> Goal of the exercise: How many lines in the records below contain the word "damaged"? Reply with the number alone.
┌────────
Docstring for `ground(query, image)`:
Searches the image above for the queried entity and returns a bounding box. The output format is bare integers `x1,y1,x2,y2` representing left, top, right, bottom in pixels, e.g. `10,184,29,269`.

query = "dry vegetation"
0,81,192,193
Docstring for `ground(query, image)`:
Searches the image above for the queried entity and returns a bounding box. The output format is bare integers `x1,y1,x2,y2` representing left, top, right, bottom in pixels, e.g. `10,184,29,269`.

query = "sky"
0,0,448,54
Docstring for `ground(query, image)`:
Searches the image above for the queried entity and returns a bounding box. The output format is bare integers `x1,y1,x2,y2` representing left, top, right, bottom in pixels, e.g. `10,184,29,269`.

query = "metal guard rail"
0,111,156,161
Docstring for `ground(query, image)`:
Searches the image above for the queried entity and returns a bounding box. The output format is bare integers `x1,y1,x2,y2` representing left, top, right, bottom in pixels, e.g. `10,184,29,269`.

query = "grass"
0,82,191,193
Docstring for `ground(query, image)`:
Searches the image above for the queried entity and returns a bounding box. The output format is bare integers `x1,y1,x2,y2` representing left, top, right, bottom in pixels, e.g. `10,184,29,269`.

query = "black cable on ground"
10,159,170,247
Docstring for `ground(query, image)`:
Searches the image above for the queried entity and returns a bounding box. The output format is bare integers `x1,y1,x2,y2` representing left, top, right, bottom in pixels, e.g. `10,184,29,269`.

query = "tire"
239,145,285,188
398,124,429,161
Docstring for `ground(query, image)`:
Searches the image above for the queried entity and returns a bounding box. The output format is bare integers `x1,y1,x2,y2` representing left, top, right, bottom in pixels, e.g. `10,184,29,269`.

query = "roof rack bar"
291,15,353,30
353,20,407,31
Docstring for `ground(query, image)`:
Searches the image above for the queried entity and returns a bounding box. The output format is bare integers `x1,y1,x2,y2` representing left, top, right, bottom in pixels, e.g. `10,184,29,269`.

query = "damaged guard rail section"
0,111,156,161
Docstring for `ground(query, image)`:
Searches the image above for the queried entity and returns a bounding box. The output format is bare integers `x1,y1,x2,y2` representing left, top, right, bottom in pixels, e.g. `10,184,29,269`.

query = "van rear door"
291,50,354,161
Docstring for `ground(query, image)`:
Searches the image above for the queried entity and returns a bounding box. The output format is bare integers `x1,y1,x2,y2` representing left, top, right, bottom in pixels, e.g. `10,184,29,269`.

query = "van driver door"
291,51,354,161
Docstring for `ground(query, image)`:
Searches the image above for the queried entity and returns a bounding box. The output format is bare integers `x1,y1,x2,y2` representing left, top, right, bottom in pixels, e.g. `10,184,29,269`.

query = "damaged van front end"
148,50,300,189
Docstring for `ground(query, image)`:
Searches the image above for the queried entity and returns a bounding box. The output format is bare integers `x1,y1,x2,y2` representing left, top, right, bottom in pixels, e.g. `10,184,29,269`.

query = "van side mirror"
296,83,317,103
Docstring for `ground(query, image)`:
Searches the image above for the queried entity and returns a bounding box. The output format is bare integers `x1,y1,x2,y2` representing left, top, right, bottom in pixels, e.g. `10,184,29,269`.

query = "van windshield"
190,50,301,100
└────────
┌────────
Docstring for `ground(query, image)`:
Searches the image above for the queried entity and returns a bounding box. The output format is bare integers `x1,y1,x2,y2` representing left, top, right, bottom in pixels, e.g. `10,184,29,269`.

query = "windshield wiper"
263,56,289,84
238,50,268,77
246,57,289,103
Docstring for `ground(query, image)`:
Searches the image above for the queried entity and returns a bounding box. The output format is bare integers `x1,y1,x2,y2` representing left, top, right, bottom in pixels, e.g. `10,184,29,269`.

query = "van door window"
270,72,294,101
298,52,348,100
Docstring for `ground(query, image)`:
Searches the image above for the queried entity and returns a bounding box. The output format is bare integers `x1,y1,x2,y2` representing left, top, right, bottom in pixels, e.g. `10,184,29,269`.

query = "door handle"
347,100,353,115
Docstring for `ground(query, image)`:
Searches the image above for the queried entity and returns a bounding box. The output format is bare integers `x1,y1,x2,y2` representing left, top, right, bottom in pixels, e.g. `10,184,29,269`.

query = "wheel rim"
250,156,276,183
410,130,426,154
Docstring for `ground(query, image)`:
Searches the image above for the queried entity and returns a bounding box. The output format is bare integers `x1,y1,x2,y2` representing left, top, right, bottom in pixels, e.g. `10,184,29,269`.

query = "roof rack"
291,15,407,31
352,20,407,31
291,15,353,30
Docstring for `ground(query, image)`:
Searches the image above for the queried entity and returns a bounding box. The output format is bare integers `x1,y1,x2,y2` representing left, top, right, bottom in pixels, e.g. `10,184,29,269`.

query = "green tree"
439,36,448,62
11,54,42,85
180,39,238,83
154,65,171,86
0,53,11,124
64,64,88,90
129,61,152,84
└────────
> Reply to the task: 2